** Data for this task follows **
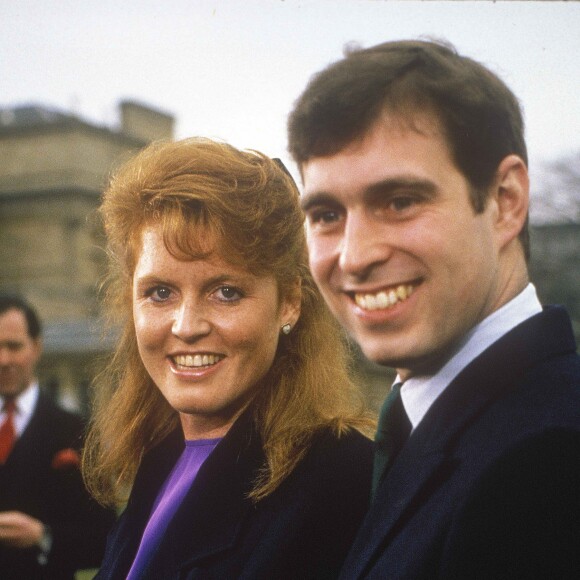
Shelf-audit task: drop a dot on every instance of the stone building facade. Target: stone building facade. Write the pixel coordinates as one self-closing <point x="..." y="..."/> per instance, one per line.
<point x="53" y="169"/>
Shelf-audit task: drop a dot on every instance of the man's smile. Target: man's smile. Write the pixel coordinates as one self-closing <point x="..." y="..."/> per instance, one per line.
<point x="384" y="298"/>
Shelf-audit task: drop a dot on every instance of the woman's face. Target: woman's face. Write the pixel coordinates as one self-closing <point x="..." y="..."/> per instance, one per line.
<point x="207" y="332"/>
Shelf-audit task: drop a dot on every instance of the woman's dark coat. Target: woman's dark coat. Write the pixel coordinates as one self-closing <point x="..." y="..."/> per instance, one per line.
<point x="302" y="530"/>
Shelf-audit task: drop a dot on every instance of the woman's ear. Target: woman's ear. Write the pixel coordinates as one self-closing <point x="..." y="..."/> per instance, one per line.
<point x="512" y="186"/>
<point x="290" y="307"/>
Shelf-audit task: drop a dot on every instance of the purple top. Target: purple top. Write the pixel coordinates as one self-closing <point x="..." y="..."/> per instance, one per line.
<point x="169" y="499"/>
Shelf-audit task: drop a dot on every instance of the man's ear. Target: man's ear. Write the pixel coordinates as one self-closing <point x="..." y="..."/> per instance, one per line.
<point x="512" y="187"/>
<point x="38" y="346"/>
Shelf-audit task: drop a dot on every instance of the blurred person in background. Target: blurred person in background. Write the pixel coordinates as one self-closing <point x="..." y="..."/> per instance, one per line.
<point x="227" y="409"/>
<point x="49" y="524"/>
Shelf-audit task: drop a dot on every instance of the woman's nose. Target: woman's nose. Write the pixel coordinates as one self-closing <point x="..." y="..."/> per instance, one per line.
<point x="190" y="322"/>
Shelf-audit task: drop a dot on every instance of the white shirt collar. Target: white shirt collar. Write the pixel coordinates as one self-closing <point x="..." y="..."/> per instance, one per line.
<point x="419" y="393"/>
<point x="25" y="405"/>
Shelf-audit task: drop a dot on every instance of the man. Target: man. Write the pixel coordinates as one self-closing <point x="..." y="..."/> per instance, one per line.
<point x="49" y="526"/>
<point x="415" y="178"/>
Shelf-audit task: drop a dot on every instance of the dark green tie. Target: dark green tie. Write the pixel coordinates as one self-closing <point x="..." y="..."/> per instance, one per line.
<point x="392" y="432"/>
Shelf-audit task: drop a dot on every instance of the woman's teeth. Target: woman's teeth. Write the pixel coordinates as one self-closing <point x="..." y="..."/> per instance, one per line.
<point x="196" y="360"/>
<point x="384" y="298"/>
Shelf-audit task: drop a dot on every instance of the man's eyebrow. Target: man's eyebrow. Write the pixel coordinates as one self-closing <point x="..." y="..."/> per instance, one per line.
<point x="392" y="185"/>
<point x="384" y="187"/>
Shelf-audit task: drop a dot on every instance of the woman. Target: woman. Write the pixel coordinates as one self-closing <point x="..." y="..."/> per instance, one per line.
<point x="226" y="344"/>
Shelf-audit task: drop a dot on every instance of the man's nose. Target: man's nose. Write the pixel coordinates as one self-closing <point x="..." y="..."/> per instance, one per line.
<point x="362" y="247"/>
<point x="5" y="356"/>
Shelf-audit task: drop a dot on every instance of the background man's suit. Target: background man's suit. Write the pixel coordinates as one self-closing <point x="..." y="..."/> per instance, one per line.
<point x="490" y="479"/>
<point x="40" y="478"/>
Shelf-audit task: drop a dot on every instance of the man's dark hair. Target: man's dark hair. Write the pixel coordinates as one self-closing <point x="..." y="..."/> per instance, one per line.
<point x="480" y="116"/>
<point x="11" y="302"/>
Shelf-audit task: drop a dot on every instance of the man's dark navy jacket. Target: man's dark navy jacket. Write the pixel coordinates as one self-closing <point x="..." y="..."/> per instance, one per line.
<point x="488" y="485"/>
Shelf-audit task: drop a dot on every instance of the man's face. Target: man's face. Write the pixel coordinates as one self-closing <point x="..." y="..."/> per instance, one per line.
<point x="19" y="353"/>
<point x="398" y="252"/>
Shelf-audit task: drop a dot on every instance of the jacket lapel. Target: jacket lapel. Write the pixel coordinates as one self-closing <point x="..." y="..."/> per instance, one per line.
<point x="426" y="460"/>
<point x="209" y="519"/>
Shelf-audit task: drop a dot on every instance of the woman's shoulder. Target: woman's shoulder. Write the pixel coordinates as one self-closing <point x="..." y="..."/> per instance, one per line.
<point x="350" y="449"/>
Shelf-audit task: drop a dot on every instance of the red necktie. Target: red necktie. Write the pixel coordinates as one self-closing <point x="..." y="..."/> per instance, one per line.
<point x="7" y="432"/>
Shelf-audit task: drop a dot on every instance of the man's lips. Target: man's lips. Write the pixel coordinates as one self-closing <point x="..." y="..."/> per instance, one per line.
<point x="383" y="299"/>
<point x="183" y="361"/>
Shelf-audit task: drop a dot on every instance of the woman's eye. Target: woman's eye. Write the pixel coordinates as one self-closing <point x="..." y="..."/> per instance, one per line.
<point x="159" y="293"/>
<point x="228" y="293"/>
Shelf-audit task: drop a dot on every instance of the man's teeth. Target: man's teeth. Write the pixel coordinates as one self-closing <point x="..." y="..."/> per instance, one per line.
<point x="196" y="360"/>
<point x="383" y="299"/>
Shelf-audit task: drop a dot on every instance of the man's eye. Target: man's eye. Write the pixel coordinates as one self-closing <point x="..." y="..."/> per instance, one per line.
<point x="402" y="203"/>
<point x="228" y="294"/>
<point x="325" y="216"/>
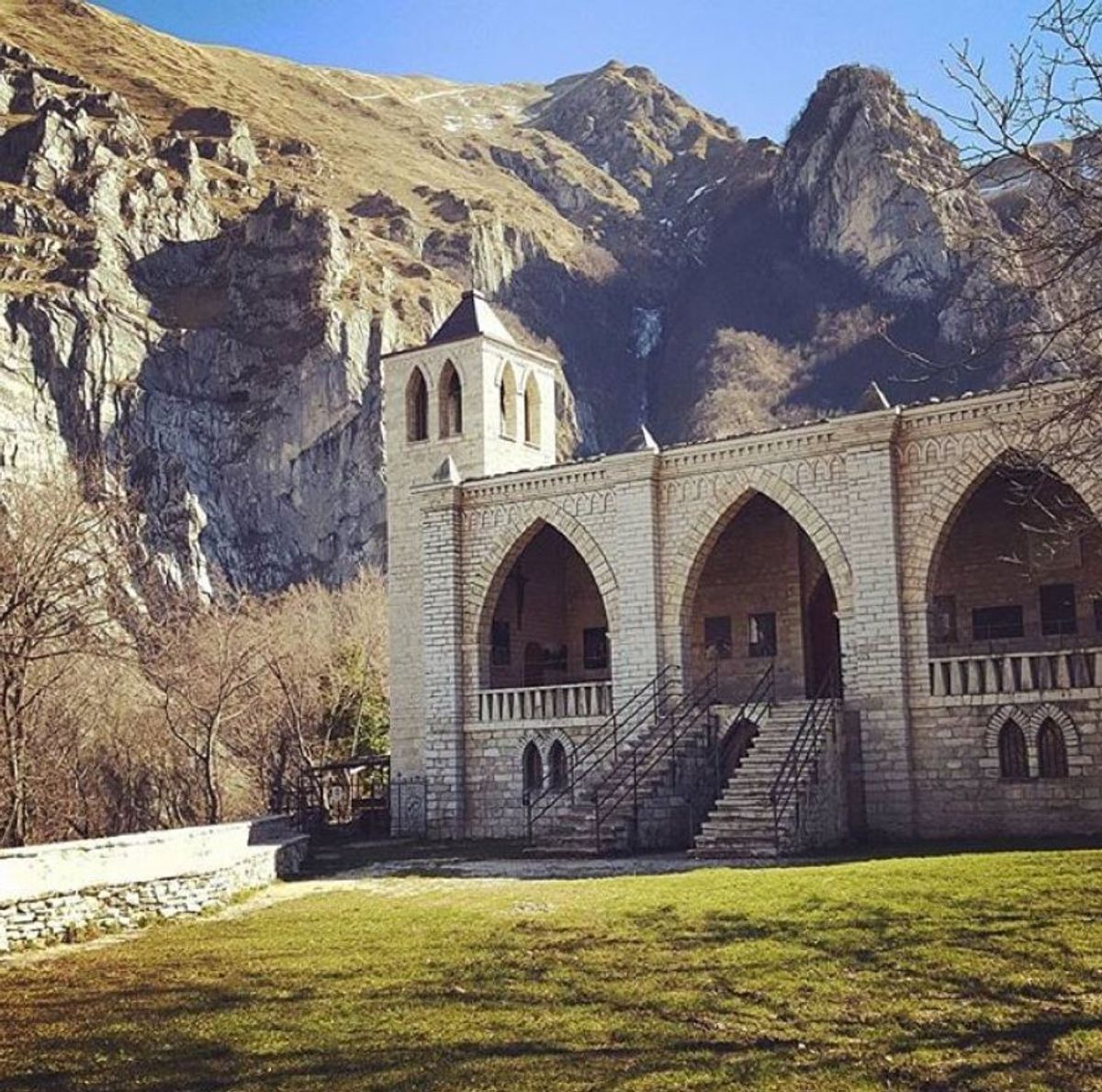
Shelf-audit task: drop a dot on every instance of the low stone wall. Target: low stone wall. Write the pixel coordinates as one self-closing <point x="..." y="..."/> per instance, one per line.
<point x="71" y="891"/>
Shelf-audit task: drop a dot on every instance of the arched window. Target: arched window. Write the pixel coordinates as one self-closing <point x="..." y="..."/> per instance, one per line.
<point x="1051" y="750"/>
<point x="417" y="407"/>
<point x="557" y="773"/>
<point x="533" y="770"/>
<point x="1012" y="751"/>
<point x="507" y="396"/>
<point x="451" y="401"/>
<point x="532" y="411"/>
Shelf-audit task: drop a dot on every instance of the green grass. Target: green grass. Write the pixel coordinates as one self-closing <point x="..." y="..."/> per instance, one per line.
<point x="968" y="971"/>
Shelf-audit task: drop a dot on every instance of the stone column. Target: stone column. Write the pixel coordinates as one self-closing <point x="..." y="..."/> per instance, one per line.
<point x="636" y="646"/>
<point x="873" y="640"/>
<point x="441" y="624"/>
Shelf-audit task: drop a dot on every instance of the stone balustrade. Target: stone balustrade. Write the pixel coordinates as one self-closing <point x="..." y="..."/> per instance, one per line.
<point x="545" y="704"/>
<point x="995" y="676"/>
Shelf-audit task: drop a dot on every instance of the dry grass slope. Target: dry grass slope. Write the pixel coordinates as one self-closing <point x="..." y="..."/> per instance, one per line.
<point x="971" y="971"/>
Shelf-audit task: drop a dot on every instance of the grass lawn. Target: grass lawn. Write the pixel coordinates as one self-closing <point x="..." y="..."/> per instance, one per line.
<point x="967" y="971"/>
** End of Data for this task **
### Your task
Repeat every record above exactly, but drop the pictures.

### Answer to the exercise
Shelf-audit task: drop a dot on every instance of the stone building facade. Target: stone building facade. Write the pixel coordinates as one self-closing <point x="..." y="..."/> per instance, one per line.
<point x="53" y="169"/>
Shelf-audit task: drop a dot on every instance of the man's smile. Target: man's smile. Write the pixel coordinates as one self-closing <point x="..." y="..."/> per instance, one per line.
<point x="384" y="298"/>
Shelf-audit task: drop a dot on every instance of the woman's face. Target: woman's face. Write the pixel coordinates as one self-closing <point x="..." y="..."/> per instance, one per line.
<point x="207" y="332"/>
Shelf-audit task: drop a dot on every instance of the woman's dark coat. Target: woman's dark coat. Write the pixel coordinates as one self-closing <point x="..." y="..."/> per instance, one per line.
<point x="302" y="530"/>
Shelf-audit task: drop a dot on every instance of the woman's ear. Target: woman's ear. Write the pixel coordinates as one self-closing <point x="..." y="..."/> per instance, one per line.
<point x="512" y="186"/>
<point x="290" y="307"/>
Shelf-audit task: drop a dot on every instance of the purple top. Target: purple top. Write the pixel coordinates as one self-closing <point x="..." y="..."/> per instance, one per line.
<point x="169" y="499"/>
Shelf-audit task: drop a dot on every instance of the man's ear. Target: man's ear. Write the pixel coordinates as one self-closing <point x="..." y="..."/> per instance, one per line.
<point x="512" y="187"/>
<point x="38" y="346"/>
Shelf-audit task: drop a dot on every instance of the blurred person in background. Target: blurred person in background. Write the pixel coordinates as one self-closing <point x="..." y="..."/> per instance, one per line.
<point x="227" y="409"/>
<point x="49" y="524"/>
Shelf-audit task: drop a dot on every instance of the woman's nose. Target: woman's nose. Write the pixel coordinates as one self-closing <point x="..." y="..."/> per instance, one per line.
<point x="190" y="322"/>
Shelf-audit task: drop a dot on every instance of the white shirt collar. Target: white shirt collar. Write the pixel coordinates as one self-closing <point x="..." y="..."/> per instance, one per line.
<point x="419" y="393"/>
<point x="25" y="405"/>
Shelf-audit task: drop a dot on every instance of the man. Target: man. Write the pixel coordinates as one self-closing <point x="..." y="..."/> per instance, one per line.
<point x="49" y="526"/>
<point x="415" y="178"/>
Shelf-audit task: drop a dot on every instance of the dark green tie. Target: dark green tie. Write the pixel coordinates as one self-closing <point x="..." y="..."/> per instance, one per line.
<point x="392" y="432"/>
Shelf-audit task: drop a dot on every instance of the woman's teeth. Target: woman's teeth. Write the pixel coordinates as one self-closing <point x="..." y="..."/> per instance, one per line.
<point x="196" y="360"/>
<point x="384" y="298"/>
Shelf-audit task: drop a dot on every instance of the man's eyebrow. Target: man's eyebrow. Write the pixel coordinates as one self-closing <point x="..." y="..."/> per instance, one per line.
<point x="392" y="185"/>
<point x="384" y="187"/>
Shelf-audit task: drop a dot on every instance of the woman. Target: woman. Write the pixel coordinates as one self-closing <point x="..." y="..."/> per instance, one per line.
<point x="226" y="344"/>
Shelf-audit task: drop a dot on every instance of the man's nose. Target: man's nose. Write the pixel coordinates as one self-closing <point x="..." y="..."/> per instance, one per line.
<point x="362" y="247"/>
<point x="5" y="356"/>
Shelf-audit task: drop a dot on every instance of the background man's suit. Target: background man's suit. Write the pixel coordinates as one self-closing <point x="..." y="..."/> per instance, one per line.
<point x="490" y="479"/>
<point x="40" y="478"/>
Shelf-audit task: drop a dot on every instance of the man's dark hair. Target: man's dark hair. Write the pixel coordinates as one self-closing <point x="..." y="..."/> per instance, one per line.
<point x="480" y="116"/>
<point x="11" y="302"/>
Shelf-audit task: drop a dot on every instance of the man's dark navy jacket. Target: man's dark navy jacket. Write the pixel coordinates as one self-closing <point x="..." y="..."/> per instance, one per line.
<point x="488" y="485"/>
Shelf-audit task: drop a dot on every instance of the man's face. Target: man's face. Write the pixel coordinates as one self-closing <point x="..." y="..."/> per instance, one per line.
<point x="19" y="353"/>
<point x="398" y="252"/>
Shelf-audit task: drop a dot on every instance of the jacket lapel. Target: jacket lapel. Write the pixel coordinates as one self-closing <point x="..." y="..."/> per instance, one per line.
<point x="426" y="460"/>
<point x="209" y="519"/>
Shelf-audit task: drop a dot on every instance of the woman's shoulder. Target: woman's shoulder. Write the pixel coordinates as one self-closing <point x="..." y="..."/> per instance, one per line.
<point x="350" y="449"/>
Shelf-audit task: drop a dot on every instance of the red necktie. Target: red necktie. Write the pixel coordinates as one self-closing <point x="..." y="..."/> per instance, one per line.
<point x="7" y="432"/>
Shelf-audit task: drop a dot on every instance of the man's lips. Target: man's lips. Write the pixel coordinates as one self-closing <point x="..." y="..."/> per instance, one per line.
<point x="383" y="299"/>
<point x="183" y="361"/>
Shelf-audit task: drop a dot on every instance of the woman's eye. Target: woman's eye. Write the pixel coordinates as one self-closing <point x="..." y="..."/> per instance, one per line.
<point x="159" y="293"/>
<point x="228" y="293"/>
Shelf-audit task: drop a dot on every instance of the man's teeth. Target: man's teeth. Write the pixel coordinates as one self-closing <point x="..." y="..."/> per instance, one per line.
<point x="196" y="360"/>
<point x="383" y="299"/>
Shelf-audit task: drop a dot on every instance of the man's eye. Target: man's eye. Write the pixel coordinates as one self-closing <point x="..." y="..."/> per instance, one per line.
<point x="402" y="203"/>
<point x="228" y="294"/>
<point x="325" y="216"/>
Shelf-audit task: drop a dot on every instance of the low stone wall. Target: low stone wall. Write the pixel coordinates as one self-closing <point x="..." y="..."/> per instance, one per line.
<point x="71" y="891"/>
Shelf-audit task: drop a dot on every instance of the arched window. Target: arched window. Write the pixel coordinates as one self-closing <point x="..." y="..."/> per instance, one per line.
<point x="1051" y="750"/>
<point x="417" y="407"/>
<point x="557" y="773"/>
<point x="533" y="770"/>
<point x="1012" y="751"/>
<point x="507" y="396"/>
<point x="451" y="401"/>
<point x="532" y="411"/>
Shelf-audit task: drop a dot on every instance of the green grass. Target: green grass. Write the pixel coordinates as one self-closing <point x="..." y="..."/> per instance, one per line.
<point x="968" y="971"/>
Shelf-audit task: drop a dot on every instance of the stone column. Target: stone column. Write the pixel coordinates as one self-closing <point x="..." y="..."/> per instance, one per line.
<point x="636" y="646"/>
<point x="873" y="640"/>
<point x="441" y="624"/>
Shelf-audit task: drop a dot on every instance of the stone balustrade. Target: stone balustrade. Write the pixel coordinates as one self-closing <point x="..." y="..."/> per instance, one per line.
<point x="545" y="704"/>
<point x="995" y="676"/>
Shelf-audit task: drop a dot on every instance of the dry grass slope. Target: dry grass slope. Write the pixel coordinates as one self-closing <point x="..." y="..."/> per instance, one per line.
<point x="971" y="971"/>
Shelf-audit task: drop a dot on every instance of the grass lawn. Target: grass lawn. Write the pixel coordinates as one self-closing <point x="..." y="..."/> per instance, one per line.
<point x="967" y="971"/>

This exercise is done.